• Do this:
Reproduce the listing below with "cloud icon" replaced by "star icon" and every other line left unchanged. Omit the pictures from your reproduction.

• Records for the task:

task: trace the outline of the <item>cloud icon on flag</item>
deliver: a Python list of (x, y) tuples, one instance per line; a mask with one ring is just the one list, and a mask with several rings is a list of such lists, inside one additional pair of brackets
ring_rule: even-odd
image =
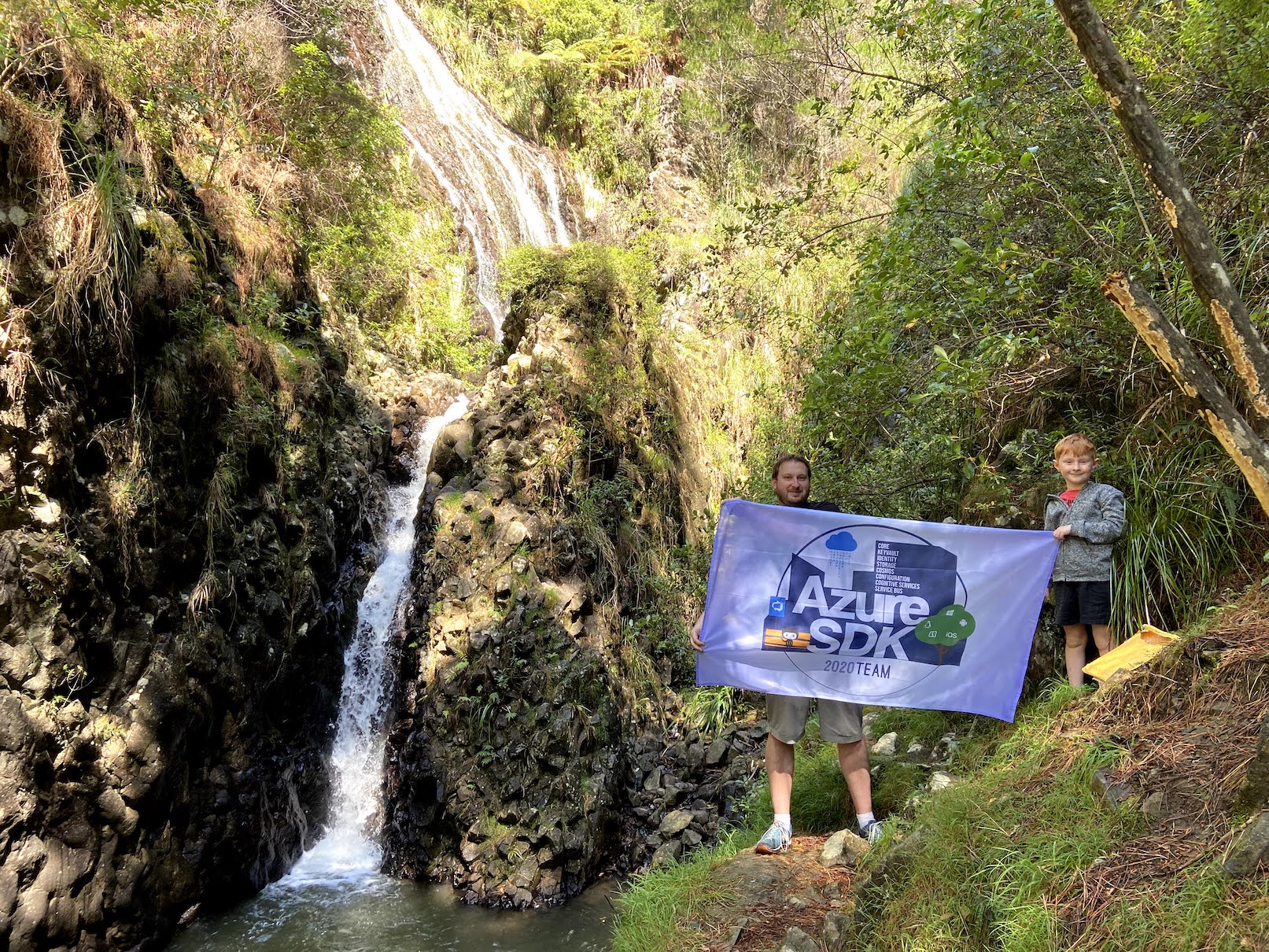
[(859, 548), (855, 537), (849, 532), (839, 532), (835, 536), (829, 536), (829, 541), (824, 546), (834, 552), (854, 552)]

• Solution below:
task: trace the outline of the <item>star icon on flag</item>
deliver: a Python list of (x, y) tuples, one instance per line; a mask with one ring is just the one list, and a mask with several rings is a list of such lists, inside one additional pair of brackets
ring_rule: even-odd
image =
[(859, 548), (855, 537), (849, 532), (839, 532), (835, 536), (829, 536), (829, 541), (824, 546), (834, 552), (854, 552)]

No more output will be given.